- Check your understanding
1. In the study discussion on anticholinergic burden and cognitive tests, how many measures showed a significant difference between AC+ and AC−, and in which domain?
2. Go on with the study discussion on anticholinergic burden and cognitive tests, starting after its last sentence.

- Passage shown
[Start of Attachment]
RSE = Residual standard error; R2 = Adjusted R squared (coefficient of determination); CI = 95% confidence interval; p = p-value. AVLT-TL = Auditory Verbal Learning Test, total learning; AVLT-LTM = Auditory Verbal Learning Test, long-term memory; SRT-free-total = Buschke Selective Reminding Test, total free; SRT-cued-total = Buschke Selective Reminding Test, total cued; CFT-recall = Rey-Osterrieth Complex Figure Test, absolute recall; CFT-recall-copy (%) = Rey-Osterrieth Complex Figure Test, % recall copy score; VRT = Benton Visual Retention Test, total number correct; WCST-Cat = Wisconsin Card Sorting Test, categories completed score; WCST-errors = Wisconsin Card Sorting Test, total errors score; WCST-per-err = Wisconsin Card Sorting Test, perseverative errors score; PASAT-3 = Paced Auditory Serial Attention Task 3 total correct score; PASAT-2 = Paced Auditory Serial Attention Task 2 total correct score; WAIS-Dig-Sp = Age-scaled scores of the Wechsler Adult Intelligence Scale-Revised subtests, Digit Span; WAIS-Arith = Age-scaled scores of the Wechsler Adult Intelligence Scale-Revised subtests, Mental Arithmetic; WAIS-DSS = Age-scaled scores of the Wechsler Adult Intelligence Scale-Revised subtests, Digit Symbol Substitution.

DISCUSSION

In this cross-sectional study, we observed a significant difference between AC+ and AC− only in one measure of executive function. However, there was a non-significant trend for worse performance of AC+ as compared to AC− in most memory and executive function tests. There was no consistent dose-effect relationship between ABS and test scores in any of the cognitive domains. Our findings were not impacted by APOE ε4 status.

Anticholinergic burden has been associated with cognitive decline, particularly in individuals aged ≥ 70 years. For example, anticholinergic burden was associated with impaired memory and executive function3; as well as with lower cognitive scores and APOE ε4 genotype2. The differences between ours and other studies may be due to several reasons; e.g., our sample was relatively younger; we adjusted for confounders by design and analysis making our results more conservative; we administered domain-specific cognitive tests while other studies used global cognitive tests. Furthermore, investigators reported that injection of low-dose scopolamine led to impaired learning efficiency, working memory and executive function in Aβ+ participants; but no difference was observed between APOE ε4 carries and non-carriers10. While their sample was similar to ours in demographics, they conducted a clinical trial and our study was observational.
[End of Attachment]
- Given records
[Start of Attachment]
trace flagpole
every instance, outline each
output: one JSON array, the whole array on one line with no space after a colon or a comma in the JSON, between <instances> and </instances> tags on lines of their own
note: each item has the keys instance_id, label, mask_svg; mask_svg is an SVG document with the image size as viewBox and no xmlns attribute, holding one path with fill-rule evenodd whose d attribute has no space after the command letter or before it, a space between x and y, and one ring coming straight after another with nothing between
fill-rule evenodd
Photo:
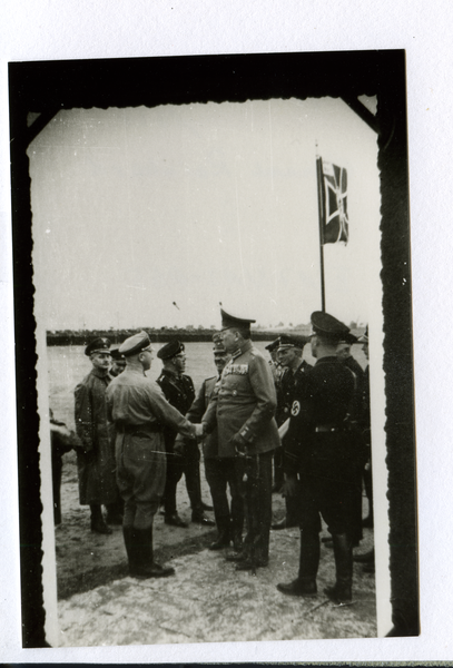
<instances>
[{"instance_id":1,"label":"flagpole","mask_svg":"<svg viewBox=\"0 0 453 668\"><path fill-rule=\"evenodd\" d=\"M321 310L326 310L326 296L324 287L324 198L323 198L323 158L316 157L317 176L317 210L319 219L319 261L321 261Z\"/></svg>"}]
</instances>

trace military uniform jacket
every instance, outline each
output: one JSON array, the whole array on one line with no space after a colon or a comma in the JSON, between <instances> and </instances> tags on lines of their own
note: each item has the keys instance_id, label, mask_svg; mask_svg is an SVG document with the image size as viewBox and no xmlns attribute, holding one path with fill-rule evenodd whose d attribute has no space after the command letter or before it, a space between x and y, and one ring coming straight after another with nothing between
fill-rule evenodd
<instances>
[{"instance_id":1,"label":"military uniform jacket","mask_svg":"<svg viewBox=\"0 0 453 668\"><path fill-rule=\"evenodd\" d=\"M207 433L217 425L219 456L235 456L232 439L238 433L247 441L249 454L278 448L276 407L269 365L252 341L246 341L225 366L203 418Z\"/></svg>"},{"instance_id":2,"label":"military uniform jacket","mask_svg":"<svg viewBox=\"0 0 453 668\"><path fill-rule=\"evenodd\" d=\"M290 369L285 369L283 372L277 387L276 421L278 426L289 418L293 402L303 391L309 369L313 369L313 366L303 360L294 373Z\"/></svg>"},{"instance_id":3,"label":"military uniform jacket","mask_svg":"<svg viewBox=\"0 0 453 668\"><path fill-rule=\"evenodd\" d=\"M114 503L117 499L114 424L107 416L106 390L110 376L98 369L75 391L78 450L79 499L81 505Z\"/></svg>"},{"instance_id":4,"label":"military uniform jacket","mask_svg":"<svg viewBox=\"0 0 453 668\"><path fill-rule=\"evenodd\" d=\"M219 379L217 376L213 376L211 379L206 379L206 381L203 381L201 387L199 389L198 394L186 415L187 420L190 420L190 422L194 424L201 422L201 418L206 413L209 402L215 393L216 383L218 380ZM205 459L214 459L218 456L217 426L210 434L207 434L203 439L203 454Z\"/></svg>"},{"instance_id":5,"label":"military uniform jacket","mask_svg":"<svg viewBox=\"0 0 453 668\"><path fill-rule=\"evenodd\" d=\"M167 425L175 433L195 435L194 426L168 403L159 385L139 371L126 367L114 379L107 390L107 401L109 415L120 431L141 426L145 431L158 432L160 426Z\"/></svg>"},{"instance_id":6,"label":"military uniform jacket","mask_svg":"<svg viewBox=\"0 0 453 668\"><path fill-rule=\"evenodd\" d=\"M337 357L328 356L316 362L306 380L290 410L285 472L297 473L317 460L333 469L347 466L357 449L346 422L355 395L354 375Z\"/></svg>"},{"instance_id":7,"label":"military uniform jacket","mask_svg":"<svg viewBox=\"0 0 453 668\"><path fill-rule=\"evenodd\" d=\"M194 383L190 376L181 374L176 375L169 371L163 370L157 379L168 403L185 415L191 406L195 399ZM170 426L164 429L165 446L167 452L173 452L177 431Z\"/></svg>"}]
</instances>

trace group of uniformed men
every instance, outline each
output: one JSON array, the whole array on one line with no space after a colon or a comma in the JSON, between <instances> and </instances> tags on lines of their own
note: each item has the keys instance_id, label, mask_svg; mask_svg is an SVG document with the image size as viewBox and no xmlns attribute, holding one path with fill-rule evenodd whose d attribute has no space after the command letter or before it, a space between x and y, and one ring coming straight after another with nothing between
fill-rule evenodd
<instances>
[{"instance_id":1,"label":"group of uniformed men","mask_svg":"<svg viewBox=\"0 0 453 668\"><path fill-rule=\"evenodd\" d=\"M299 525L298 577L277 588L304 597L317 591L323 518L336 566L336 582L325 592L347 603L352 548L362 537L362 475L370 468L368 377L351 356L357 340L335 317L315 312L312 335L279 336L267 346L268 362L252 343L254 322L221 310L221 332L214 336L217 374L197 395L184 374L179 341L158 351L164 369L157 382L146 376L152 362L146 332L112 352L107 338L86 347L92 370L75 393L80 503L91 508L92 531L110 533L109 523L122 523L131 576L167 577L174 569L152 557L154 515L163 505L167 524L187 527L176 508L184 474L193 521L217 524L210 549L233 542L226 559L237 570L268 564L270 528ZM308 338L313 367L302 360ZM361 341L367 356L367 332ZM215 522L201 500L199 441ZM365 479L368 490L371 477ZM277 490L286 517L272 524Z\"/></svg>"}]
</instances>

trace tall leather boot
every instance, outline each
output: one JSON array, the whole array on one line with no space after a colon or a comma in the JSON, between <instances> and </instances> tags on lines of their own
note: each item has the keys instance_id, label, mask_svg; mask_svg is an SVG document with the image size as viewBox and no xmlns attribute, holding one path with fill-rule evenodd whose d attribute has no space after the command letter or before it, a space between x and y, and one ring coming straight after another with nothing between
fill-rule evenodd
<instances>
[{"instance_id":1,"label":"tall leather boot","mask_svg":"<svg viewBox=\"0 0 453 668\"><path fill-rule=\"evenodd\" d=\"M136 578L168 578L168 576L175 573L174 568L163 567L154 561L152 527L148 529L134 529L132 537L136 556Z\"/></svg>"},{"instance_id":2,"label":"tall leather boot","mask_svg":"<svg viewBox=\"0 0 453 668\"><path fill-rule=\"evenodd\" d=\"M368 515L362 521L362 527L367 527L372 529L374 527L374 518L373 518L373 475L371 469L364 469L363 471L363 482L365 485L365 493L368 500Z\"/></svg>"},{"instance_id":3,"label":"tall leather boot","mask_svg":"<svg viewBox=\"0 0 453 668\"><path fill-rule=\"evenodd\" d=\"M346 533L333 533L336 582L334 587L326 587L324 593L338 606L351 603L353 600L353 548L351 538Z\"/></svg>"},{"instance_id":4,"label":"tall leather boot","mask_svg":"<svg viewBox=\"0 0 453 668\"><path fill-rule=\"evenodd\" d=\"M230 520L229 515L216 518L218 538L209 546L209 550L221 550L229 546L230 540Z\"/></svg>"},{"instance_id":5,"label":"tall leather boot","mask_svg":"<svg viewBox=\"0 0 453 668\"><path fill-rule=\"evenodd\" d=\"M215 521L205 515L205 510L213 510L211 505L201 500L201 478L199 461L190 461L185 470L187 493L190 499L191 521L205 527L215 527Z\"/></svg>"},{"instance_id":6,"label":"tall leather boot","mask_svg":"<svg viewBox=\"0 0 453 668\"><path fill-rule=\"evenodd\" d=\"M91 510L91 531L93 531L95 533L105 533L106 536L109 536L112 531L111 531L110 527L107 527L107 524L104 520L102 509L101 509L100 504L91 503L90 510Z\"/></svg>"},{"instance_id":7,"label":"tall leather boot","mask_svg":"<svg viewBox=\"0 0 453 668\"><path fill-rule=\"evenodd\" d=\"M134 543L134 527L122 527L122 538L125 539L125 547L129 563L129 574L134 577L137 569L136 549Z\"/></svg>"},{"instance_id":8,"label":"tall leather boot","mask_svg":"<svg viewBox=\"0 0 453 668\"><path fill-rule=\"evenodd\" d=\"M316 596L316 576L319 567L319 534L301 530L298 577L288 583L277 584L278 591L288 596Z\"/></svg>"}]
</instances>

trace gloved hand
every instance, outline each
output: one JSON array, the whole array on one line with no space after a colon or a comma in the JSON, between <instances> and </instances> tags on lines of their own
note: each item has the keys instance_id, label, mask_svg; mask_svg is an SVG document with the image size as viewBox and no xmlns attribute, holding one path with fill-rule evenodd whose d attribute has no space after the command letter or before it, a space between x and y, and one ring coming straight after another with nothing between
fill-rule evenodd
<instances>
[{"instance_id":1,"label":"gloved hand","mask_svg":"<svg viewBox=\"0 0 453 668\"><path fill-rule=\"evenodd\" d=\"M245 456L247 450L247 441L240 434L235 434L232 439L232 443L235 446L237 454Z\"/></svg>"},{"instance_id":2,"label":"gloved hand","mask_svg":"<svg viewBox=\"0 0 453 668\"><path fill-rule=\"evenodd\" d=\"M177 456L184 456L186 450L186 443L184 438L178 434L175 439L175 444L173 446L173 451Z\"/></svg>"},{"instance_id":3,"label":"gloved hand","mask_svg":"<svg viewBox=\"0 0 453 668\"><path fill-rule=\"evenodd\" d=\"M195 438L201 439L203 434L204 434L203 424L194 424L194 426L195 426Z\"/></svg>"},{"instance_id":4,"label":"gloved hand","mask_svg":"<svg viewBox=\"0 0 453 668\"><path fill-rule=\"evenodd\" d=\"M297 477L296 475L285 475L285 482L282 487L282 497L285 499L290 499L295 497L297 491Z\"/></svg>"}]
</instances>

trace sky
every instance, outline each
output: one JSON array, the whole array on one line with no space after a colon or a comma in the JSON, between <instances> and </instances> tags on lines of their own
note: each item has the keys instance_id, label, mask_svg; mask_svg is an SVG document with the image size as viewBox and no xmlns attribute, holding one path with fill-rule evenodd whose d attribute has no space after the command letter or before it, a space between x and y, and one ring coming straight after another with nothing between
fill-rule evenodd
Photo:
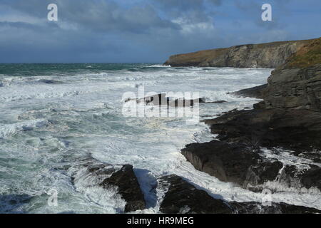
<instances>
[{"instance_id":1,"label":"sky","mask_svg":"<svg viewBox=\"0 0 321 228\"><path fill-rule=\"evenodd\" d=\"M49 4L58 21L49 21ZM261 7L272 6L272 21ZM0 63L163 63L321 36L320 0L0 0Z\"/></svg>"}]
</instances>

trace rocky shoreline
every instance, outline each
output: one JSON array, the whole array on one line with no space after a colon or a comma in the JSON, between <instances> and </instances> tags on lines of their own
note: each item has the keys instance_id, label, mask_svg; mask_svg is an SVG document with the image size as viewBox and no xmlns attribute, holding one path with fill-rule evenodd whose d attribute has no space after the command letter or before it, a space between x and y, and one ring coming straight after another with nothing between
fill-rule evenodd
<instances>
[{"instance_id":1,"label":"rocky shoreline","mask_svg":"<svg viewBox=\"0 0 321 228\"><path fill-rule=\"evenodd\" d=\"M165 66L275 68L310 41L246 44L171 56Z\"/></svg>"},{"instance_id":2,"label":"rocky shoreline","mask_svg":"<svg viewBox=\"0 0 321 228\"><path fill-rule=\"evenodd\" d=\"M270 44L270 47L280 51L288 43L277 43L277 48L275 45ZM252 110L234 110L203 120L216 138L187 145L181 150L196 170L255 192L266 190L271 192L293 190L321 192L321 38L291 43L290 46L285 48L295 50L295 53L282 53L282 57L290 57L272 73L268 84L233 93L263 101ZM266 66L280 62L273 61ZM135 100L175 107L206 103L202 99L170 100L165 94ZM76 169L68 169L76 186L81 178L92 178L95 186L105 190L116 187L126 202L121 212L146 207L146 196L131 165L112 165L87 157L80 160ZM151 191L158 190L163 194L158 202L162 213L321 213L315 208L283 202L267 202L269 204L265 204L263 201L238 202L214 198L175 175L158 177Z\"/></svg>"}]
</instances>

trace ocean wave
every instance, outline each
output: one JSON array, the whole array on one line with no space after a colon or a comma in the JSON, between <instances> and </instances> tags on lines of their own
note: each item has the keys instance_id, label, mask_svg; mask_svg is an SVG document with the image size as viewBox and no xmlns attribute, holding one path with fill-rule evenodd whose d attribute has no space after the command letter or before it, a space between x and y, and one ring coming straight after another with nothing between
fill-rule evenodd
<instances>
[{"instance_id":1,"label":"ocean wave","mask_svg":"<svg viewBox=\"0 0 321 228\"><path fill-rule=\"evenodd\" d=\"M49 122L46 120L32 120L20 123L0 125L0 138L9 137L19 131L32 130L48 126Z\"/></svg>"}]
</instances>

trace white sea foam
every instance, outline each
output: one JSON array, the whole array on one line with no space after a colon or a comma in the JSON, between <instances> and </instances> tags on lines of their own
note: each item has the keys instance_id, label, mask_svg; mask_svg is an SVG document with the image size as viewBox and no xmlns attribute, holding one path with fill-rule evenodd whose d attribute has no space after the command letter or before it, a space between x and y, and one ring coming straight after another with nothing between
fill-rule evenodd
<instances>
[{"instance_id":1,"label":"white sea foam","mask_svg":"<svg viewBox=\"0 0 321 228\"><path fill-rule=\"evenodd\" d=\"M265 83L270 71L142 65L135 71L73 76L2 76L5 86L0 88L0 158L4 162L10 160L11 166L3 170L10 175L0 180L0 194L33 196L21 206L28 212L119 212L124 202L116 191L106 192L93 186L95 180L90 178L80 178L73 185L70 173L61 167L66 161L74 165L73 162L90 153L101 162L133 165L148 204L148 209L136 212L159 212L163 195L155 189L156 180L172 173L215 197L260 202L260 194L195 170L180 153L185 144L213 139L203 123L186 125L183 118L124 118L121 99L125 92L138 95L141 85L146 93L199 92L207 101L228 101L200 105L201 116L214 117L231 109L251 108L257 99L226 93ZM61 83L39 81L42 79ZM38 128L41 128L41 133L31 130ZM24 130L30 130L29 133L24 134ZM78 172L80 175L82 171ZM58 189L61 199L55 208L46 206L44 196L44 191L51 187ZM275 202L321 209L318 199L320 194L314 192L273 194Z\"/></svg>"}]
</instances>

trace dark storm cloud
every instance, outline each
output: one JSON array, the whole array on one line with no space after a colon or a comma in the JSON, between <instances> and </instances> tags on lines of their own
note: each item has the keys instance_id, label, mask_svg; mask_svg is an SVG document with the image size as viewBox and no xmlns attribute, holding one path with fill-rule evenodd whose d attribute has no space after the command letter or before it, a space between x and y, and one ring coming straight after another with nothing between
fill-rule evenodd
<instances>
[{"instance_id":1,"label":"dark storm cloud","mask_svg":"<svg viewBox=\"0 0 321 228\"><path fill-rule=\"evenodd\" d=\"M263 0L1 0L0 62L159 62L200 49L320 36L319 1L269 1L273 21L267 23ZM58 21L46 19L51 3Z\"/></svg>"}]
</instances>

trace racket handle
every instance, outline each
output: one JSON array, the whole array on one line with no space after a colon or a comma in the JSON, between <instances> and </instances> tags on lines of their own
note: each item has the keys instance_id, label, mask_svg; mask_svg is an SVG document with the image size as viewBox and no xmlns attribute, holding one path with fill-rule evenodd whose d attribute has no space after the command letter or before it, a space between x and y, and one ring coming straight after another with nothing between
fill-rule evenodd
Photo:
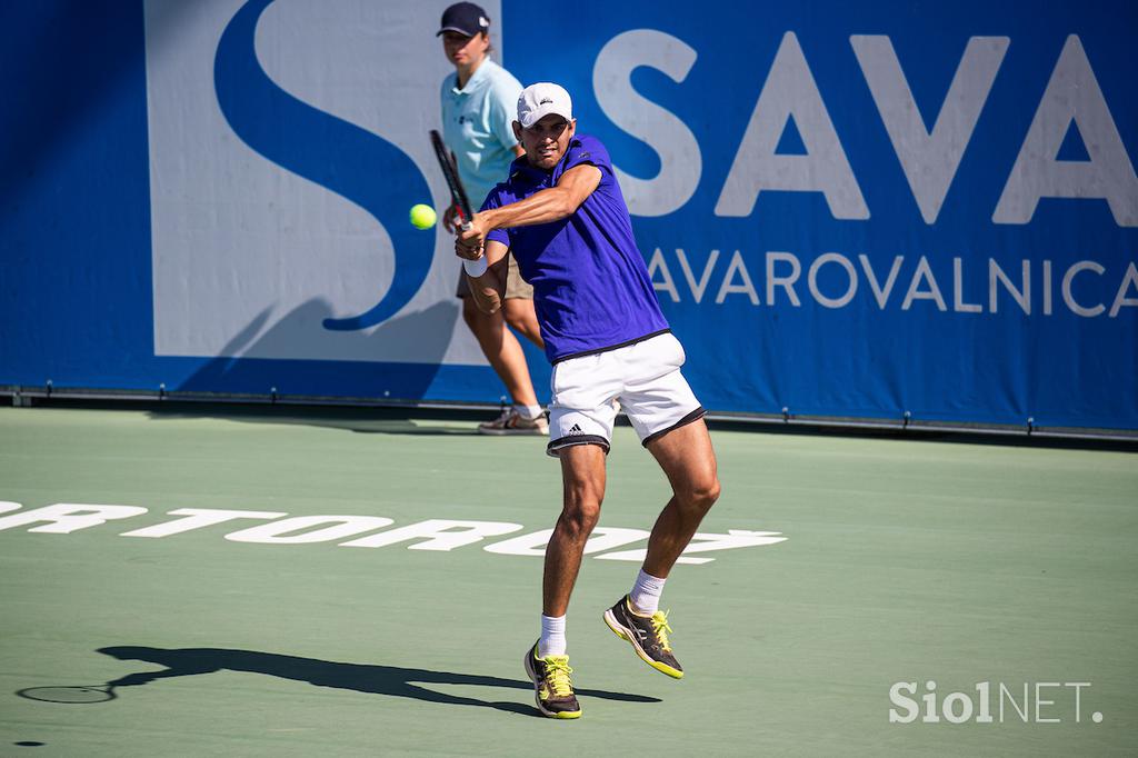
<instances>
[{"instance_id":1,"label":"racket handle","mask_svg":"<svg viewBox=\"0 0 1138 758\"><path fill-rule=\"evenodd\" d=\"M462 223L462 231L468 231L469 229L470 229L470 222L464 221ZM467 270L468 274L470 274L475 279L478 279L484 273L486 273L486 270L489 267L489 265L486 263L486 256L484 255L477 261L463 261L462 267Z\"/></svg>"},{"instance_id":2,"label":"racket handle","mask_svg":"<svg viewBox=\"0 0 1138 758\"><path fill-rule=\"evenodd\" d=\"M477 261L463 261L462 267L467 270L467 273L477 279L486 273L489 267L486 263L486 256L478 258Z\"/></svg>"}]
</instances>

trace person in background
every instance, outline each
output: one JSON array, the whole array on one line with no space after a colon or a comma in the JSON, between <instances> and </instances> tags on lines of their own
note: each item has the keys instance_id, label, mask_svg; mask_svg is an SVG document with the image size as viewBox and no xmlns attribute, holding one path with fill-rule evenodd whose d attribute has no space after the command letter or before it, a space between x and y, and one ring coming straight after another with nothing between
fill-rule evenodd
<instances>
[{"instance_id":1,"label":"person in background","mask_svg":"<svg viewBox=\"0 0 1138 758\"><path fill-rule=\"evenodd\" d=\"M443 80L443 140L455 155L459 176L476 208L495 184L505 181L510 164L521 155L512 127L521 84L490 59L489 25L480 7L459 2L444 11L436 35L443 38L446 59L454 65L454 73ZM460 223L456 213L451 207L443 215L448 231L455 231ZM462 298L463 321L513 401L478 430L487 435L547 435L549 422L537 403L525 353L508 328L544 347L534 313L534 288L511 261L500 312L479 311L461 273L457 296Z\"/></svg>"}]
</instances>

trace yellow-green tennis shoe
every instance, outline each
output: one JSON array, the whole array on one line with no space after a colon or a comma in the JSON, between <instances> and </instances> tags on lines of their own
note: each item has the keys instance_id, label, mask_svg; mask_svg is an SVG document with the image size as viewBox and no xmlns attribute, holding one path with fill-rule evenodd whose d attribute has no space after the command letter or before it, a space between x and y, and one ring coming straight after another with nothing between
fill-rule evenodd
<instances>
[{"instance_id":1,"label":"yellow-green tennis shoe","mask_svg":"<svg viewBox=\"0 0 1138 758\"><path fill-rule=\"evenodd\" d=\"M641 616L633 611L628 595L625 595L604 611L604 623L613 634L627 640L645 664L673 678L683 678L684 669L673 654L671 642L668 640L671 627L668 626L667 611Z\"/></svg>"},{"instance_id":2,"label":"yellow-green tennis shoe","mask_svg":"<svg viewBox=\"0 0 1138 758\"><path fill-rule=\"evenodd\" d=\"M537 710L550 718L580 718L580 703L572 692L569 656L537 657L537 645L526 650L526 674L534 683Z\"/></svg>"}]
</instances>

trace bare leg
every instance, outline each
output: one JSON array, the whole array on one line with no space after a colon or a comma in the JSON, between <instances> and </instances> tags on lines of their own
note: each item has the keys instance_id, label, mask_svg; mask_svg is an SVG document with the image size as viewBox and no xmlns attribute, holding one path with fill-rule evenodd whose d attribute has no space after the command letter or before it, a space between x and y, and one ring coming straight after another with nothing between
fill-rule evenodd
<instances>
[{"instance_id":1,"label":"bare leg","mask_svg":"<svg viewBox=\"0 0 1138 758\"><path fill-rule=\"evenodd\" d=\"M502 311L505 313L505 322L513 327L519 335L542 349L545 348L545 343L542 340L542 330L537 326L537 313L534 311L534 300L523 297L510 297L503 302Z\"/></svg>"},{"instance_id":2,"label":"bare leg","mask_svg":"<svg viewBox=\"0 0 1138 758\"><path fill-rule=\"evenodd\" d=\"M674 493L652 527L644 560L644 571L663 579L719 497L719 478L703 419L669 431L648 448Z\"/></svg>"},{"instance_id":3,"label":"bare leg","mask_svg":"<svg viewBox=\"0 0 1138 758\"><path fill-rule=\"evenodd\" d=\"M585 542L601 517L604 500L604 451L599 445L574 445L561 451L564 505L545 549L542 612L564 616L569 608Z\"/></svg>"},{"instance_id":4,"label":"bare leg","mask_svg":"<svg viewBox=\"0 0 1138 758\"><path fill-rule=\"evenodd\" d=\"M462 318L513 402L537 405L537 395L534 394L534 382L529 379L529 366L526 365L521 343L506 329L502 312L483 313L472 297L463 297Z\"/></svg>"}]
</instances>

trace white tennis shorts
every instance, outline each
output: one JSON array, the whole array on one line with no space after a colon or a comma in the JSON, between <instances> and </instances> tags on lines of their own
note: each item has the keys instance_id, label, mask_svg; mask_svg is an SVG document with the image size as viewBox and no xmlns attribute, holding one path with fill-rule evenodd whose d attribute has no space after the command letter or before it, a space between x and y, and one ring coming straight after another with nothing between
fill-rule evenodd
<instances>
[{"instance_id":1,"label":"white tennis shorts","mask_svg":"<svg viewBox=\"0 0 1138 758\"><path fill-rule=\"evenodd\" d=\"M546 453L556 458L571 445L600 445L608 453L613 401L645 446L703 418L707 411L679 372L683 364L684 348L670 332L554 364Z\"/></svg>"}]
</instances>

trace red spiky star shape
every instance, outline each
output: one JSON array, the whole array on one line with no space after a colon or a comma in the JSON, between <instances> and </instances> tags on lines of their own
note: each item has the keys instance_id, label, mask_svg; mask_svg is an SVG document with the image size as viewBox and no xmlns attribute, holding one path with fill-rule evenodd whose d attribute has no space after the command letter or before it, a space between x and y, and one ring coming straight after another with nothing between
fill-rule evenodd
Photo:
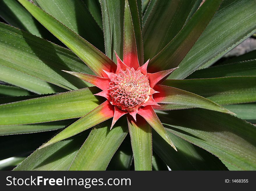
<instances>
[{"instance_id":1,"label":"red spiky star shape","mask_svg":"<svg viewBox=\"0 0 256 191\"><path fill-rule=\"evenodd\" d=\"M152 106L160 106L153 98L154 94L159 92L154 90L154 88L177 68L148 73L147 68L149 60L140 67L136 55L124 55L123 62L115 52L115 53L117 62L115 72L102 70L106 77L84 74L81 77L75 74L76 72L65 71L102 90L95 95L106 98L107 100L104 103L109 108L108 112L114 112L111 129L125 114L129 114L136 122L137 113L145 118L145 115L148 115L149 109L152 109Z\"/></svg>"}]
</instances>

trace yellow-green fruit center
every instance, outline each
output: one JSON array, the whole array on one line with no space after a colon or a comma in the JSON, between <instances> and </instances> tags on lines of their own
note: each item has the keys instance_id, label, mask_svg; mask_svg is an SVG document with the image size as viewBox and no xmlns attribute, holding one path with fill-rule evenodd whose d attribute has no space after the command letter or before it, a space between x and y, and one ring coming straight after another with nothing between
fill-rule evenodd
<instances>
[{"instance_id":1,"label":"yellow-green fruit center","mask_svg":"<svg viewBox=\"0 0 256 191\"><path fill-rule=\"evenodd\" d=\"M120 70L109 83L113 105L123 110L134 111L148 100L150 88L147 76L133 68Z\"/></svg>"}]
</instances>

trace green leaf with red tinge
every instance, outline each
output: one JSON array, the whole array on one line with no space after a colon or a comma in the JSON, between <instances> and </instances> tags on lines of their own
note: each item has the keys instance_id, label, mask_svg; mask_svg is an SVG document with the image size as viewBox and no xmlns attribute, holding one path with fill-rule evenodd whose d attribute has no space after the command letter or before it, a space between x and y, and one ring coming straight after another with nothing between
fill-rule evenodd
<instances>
[End of Attachment]
- Answers for each item
1. Only one measure, in executive function.

2.
One strength of our study is that we rigorously measured cognition. Second, we accounted for confounders by matching AC+ and AC− groups for age, sex and education. Furthermore, our data are derived from large, published cohorts. ABS rating was done by three authors and revised multiple times for quality control purpose. Finally, our sample was free of potentially confounding medical or neuropsychiatric problems. A major limitation of our study is its cross-sectional design. Additionally, drug use was self-reported thus we cannot exclude recall bias. Lastly, we conducted analyses on various tests which may raise concerns about multiple comparison bias. However, our analyses were led by a priori hypotheses based on the literature which makes multiple comparison bias a less likely explanation for our findings.

In this study among persons aged ≥ 50 years, anticholinergics were not associated with cognitive impairment. Therefore, our study does not support the growing concern that anticholinergic medication use may be associated with cognitive impairment in late mid-life. However, given our cross-sectional study design, we cannot establish a cause-effect relationship or rule out the possibility that anticholinergics may impact cognitive function in the long-term. Therefore, our results should be considered preliminary until confirmed by a prospective cohort study.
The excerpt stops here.